_GIVEN TASK_.
Return the line containing "Could you please tag every instance of the blue sky" and all lines after it exactly; stop at the end of the material.

_DATA SUPPLIED_.
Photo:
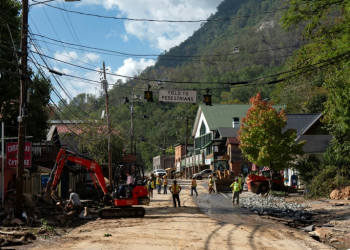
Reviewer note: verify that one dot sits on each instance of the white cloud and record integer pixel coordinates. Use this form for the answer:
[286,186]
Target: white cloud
[161,35]
[80,58]
[130,68]
[125,38]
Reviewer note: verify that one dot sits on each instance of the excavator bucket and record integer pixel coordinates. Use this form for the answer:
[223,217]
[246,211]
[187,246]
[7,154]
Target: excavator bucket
[50,198]
[223,185]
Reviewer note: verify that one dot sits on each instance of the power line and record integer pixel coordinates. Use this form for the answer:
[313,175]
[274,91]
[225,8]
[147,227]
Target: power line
[199,82]
[77,38]
[165,21]
[167,55]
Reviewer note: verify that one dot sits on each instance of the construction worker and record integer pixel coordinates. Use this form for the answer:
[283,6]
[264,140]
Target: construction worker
[194,186]
[158,184]
[75,203]
[165,184]
[175,189]
[241,181]
[236,188]
[211,184]
[150,187]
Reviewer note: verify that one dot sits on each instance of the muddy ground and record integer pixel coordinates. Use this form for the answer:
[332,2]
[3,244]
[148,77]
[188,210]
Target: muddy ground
[203,222]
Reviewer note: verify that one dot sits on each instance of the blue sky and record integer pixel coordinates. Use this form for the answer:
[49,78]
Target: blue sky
[132,37]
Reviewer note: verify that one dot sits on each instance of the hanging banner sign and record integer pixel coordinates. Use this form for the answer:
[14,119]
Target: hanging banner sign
[129,158]
[183,96]
[11,154]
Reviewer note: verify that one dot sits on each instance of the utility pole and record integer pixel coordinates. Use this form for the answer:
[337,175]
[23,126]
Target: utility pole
[132,123]
[186,141]
[110,176]
[22,110]
[164,154]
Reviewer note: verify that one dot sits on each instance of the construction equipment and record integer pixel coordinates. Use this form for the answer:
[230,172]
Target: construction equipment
[260,184]
[118,204]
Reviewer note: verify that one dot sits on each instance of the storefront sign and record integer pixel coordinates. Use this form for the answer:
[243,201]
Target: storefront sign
[11,154]
[183,96]
[207,161]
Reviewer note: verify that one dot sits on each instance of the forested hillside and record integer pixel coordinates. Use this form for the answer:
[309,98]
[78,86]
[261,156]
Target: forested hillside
[242,42]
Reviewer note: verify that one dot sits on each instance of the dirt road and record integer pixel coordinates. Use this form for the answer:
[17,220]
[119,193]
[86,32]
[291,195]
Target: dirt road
[166,227]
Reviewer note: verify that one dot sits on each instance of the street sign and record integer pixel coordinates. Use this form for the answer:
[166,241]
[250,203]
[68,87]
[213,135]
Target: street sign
[11,154]
[129,158]
[182,96]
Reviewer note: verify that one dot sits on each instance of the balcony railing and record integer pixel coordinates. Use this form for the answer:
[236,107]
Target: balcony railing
[202,140]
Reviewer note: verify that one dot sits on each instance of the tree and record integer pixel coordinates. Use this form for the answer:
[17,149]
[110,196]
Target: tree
[262,139]
[327,54]
[94,138]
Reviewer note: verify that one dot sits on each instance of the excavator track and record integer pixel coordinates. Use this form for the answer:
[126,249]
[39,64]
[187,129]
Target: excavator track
[122,212]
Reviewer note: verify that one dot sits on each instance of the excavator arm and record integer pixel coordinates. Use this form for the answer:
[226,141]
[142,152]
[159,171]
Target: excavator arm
[91,165]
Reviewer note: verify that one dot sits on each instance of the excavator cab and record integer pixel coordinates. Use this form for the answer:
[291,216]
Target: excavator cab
[117,205]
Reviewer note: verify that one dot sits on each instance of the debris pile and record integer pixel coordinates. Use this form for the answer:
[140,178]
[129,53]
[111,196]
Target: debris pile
[16,238]
[343,194]
[275,206]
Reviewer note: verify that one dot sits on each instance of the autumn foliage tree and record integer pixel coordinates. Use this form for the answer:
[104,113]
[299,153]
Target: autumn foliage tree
[263,139]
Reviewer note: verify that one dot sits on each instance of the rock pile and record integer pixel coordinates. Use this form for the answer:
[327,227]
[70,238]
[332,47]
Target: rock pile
[343,194]
[275,206]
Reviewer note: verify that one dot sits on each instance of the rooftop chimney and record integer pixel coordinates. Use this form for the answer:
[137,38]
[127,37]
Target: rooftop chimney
[235,122]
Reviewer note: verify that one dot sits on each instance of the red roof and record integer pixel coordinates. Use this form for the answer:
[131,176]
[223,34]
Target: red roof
[233,140]
[68,128]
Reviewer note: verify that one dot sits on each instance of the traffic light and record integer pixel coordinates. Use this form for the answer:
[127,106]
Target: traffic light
[148,95]
[207,99]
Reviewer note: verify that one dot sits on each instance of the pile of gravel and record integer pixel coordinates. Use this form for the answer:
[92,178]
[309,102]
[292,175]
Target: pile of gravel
[275,206]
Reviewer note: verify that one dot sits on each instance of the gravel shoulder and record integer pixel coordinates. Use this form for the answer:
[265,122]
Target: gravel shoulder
[208,226]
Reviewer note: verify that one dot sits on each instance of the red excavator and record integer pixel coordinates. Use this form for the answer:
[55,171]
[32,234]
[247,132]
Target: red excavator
[120,201]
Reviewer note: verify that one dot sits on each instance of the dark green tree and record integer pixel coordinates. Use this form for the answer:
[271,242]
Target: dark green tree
[39,87]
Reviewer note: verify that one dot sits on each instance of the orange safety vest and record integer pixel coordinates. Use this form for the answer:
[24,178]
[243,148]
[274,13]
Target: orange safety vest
[194,183]
[175,188]
[152,184]
[236,186]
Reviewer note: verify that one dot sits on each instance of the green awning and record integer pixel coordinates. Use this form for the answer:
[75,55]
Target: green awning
[207,144]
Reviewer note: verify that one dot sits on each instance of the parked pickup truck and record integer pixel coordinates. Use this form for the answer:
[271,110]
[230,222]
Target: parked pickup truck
[202,174]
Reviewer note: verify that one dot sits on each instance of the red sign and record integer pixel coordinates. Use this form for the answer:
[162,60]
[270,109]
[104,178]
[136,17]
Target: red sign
[11,154]
[129,158]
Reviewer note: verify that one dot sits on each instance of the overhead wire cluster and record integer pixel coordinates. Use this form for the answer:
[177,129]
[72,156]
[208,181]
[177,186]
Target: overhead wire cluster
[84,49]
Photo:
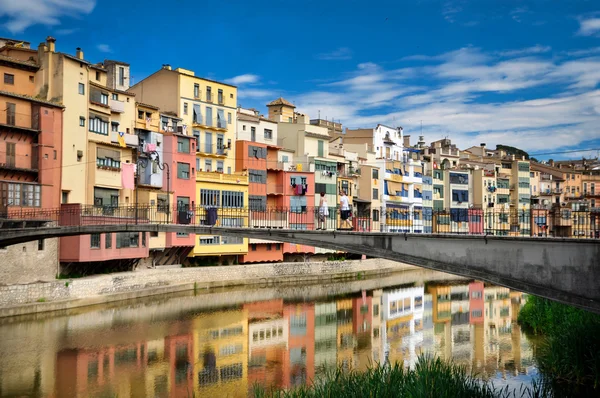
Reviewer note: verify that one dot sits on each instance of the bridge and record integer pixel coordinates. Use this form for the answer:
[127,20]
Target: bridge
[561,269]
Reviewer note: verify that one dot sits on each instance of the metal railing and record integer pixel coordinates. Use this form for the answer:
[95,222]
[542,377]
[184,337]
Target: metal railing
[555,222]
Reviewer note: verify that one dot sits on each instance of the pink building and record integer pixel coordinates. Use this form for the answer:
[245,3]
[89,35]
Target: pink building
[476,303]
[179,153]
[476,221]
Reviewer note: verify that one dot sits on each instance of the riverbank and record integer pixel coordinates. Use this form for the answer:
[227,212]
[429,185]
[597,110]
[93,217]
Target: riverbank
[569,355]
[20,299]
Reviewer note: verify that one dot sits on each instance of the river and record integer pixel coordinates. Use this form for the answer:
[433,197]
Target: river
[221,342]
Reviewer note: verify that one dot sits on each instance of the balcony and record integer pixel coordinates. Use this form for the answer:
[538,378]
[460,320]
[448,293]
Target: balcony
[22,163]
[117,106]
[212,150]
[131,140]
[215,176]
[275,189]
[275,165]
[20,122]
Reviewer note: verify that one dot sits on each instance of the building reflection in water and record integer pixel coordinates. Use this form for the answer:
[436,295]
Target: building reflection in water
[273,343]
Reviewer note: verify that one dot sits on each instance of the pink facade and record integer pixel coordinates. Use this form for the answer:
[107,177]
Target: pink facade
[183,189]
[475,221]
[91,248]
[476,303]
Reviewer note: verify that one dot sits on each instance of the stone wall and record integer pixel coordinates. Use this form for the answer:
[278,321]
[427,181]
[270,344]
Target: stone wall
[25,262]
[199,278]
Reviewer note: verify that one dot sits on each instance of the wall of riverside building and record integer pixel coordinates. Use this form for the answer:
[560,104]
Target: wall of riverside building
[204,277]
[26,263]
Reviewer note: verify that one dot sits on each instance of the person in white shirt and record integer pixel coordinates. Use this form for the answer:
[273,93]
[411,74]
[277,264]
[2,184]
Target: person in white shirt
[345,212]
[323,212]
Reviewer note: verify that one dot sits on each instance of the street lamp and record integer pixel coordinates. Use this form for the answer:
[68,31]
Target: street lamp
[162,166]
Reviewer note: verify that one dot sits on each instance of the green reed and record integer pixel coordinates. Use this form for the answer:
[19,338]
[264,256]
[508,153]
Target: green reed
[430,377]
[568,356]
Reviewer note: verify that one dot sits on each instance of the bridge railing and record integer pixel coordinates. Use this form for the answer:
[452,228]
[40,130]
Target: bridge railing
[466,221]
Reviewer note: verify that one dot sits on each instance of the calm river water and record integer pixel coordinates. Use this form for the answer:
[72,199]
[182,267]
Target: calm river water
[219,343]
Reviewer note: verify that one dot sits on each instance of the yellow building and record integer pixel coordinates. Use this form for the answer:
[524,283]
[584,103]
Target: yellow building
[221,352]
[208,110]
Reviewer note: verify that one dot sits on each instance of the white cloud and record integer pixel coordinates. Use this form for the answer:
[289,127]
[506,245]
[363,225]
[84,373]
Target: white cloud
[255,93]
[589,26]
[342,53]
[21,14]
[537,49]
[243,79]
[463,94]
[105,48]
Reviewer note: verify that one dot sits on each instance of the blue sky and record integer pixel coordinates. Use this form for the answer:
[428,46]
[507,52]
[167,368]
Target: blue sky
[513,72]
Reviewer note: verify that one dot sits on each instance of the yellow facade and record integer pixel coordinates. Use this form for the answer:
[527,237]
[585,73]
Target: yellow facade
[209,192]
[221,349]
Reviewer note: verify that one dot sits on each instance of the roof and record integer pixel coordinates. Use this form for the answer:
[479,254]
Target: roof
[281,101]
[112,89]
[29,98]
[161,70]
[30,64]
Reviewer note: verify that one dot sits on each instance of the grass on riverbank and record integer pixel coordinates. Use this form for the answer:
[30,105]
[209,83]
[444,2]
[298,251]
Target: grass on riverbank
[569,356]
[430,377]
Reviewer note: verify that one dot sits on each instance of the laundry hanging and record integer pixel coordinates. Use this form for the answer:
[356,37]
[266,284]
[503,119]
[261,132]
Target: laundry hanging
[127,175]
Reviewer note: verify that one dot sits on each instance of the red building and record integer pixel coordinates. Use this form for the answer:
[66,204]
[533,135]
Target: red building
[475,221]
[179,153]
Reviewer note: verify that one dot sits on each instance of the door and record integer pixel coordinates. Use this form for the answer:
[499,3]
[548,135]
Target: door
[10,154]
[208,142]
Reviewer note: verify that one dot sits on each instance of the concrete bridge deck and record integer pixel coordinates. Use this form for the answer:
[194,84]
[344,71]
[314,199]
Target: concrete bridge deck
[566,270]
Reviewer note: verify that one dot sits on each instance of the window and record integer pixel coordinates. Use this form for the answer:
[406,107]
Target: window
[127,239]
[183,171]
[232,199]
[183,145]
[121,76]
[108,158]
[9,78]
[210,197]
[375,215]
[17,194]
[95,241]
[98,125]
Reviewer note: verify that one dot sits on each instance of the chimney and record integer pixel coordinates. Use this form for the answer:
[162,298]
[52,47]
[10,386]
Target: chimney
[51,42]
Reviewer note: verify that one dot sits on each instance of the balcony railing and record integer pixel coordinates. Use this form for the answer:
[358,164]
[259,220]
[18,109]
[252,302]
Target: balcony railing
[21,121]
[212,149]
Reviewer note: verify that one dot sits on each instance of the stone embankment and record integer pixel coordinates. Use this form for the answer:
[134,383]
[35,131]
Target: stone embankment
[19,299]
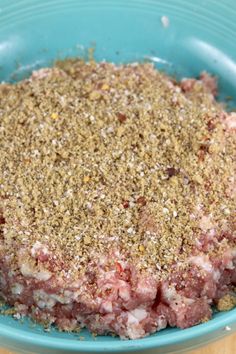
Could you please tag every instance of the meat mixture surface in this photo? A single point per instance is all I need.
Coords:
(117, 204)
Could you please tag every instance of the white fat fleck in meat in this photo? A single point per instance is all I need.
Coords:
(136, 315)
(43, 300)
(124, 293)
(38, 246)
(174, 299)
(203, 262)
(107, 306)
(27, 270)
(17, 289)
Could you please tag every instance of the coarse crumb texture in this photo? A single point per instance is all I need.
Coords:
(120, 171)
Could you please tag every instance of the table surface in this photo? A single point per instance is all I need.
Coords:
(227, 346)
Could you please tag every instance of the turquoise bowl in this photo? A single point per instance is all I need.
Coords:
(200, 36)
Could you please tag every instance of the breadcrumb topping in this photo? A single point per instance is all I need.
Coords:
(97, 157)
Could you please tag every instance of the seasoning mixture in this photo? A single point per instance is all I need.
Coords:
(118, 192)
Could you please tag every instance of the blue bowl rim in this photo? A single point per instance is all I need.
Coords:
(72, 345)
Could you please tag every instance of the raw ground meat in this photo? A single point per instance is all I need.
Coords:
(117, 297)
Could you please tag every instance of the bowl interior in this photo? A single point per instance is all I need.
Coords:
(200, 36)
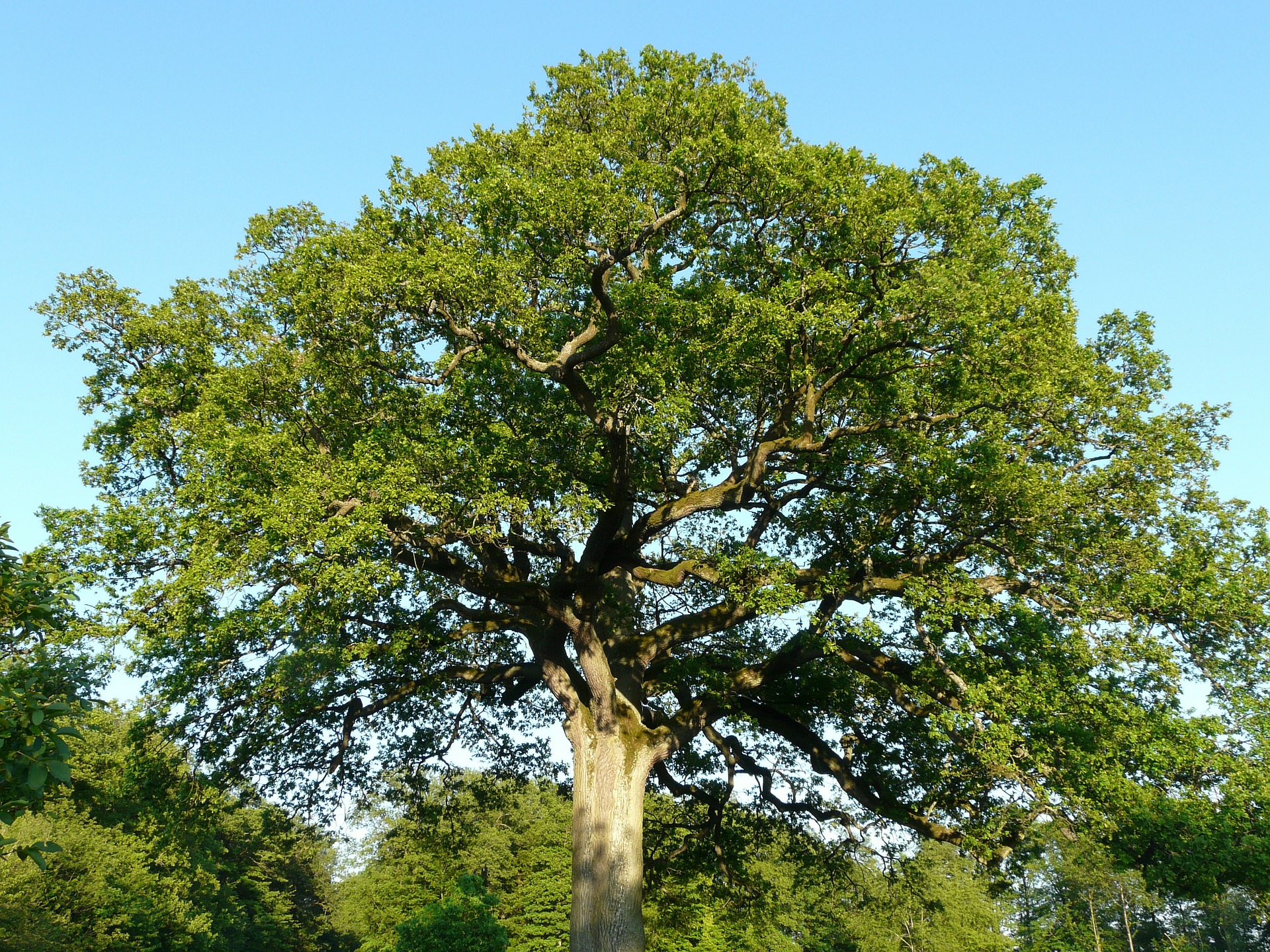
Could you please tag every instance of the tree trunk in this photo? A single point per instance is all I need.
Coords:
(610, 772)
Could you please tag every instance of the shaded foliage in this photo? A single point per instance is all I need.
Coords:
(155, 859)
(44, 680)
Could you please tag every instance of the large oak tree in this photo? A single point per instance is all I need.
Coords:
(741, 452)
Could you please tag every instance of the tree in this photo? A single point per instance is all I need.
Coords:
(155, 859)
(426, 836)
(41, 681)
(740, 452)
(462, 923)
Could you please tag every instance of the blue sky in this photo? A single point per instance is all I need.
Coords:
(140, 136)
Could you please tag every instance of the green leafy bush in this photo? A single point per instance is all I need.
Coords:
(462, 923)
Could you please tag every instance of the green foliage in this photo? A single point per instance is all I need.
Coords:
(515, 836)
(460, 923)
(155, 859)
(41, 681)
(786, 460)
(1071, 894)
(779, 889)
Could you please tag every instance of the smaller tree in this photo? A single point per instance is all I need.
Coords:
(40, 681)
(462, 923)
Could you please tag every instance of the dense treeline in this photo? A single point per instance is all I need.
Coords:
(155, 858)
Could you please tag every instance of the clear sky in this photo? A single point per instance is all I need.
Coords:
(140, 136)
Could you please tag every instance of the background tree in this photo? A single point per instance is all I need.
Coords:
(778, 888)
(461, 923)
(745, 455)
(41, 681)
(155, 859)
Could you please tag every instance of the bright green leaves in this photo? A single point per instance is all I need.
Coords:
(41, 677)
(778, 427)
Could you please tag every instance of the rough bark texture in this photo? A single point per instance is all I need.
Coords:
(611, 770)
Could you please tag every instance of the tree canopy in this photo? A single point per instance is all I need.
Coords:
(742, 452)
(157, 859)
(41, 681)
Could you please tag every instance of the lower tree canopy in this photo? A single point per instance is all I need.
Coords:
(747, 456)
(41, 682)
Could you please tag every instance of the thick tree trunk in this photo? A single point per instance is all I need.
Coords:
(610, 772)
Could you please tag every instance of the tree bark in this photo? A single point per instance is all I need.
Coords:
(610, 772)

_EXERCISE RESPONSE_.
Could you please tag every instance of the blue sky in this photo? A single point per instance is all I need.
Coords:
(140, 136)
Could you please tag every instance of the green leafy bush in this photo? A single point per instance is all I need.
Coords:
(462, 923)
Could you please tag every instance of the green foliage in this photo? A single point per instance is all I need.
Coords:
(515, 836)
(460, 923)
(155, 859)
(41, 681)
(786, 460)
(1071, 894)
(779, 889)
Could you please tag every instance of the smaller tree in this photo? A single point per instance is all I need.
Coords:
(40, 681)
(462, 923)
Could you please tag every instance of the dense treeline in this photo? A single point per instance is all I need.
Coords:
(155, 858)
Could you please tag every instance of the clear sky in this photo? A single point per instance is all I need.
Coords:
(140, 136)
Could you please tag every instance of the background tree in this photo? A single point per instance is all I need.
Coords:
(778, 888)
(461, 923)
(745, 455)
(41, 681)
(155, 859)
Could you please tag every instance of the bright green leaves in this photo? A single point per instance is all I need.
Coords:
(41, 677)
(778, 427)
Could you please tag every instance of the rough bark texture in this photo? A single point per instance is all I need.
Coords:
(611, 770)
Could you please tag every instance of the tree canopy in this photo? A single point per instance is all I need.
Coords:
(742, 452)
(157, 859)
(41, 681)
Could you please tag every instance of the lower tree canopy in this photo? A single point per instance is all I need.
Coords:
(747, 456)
(41, 682)
Could you please tag every instance of the thick tree trunk in this photo? A single point per instance is all I need.
Coords:
(610, 772)
Could you please tag every instance of the tree bark in this photo? A single point per instance is all I need.
Coords:
(610, 772)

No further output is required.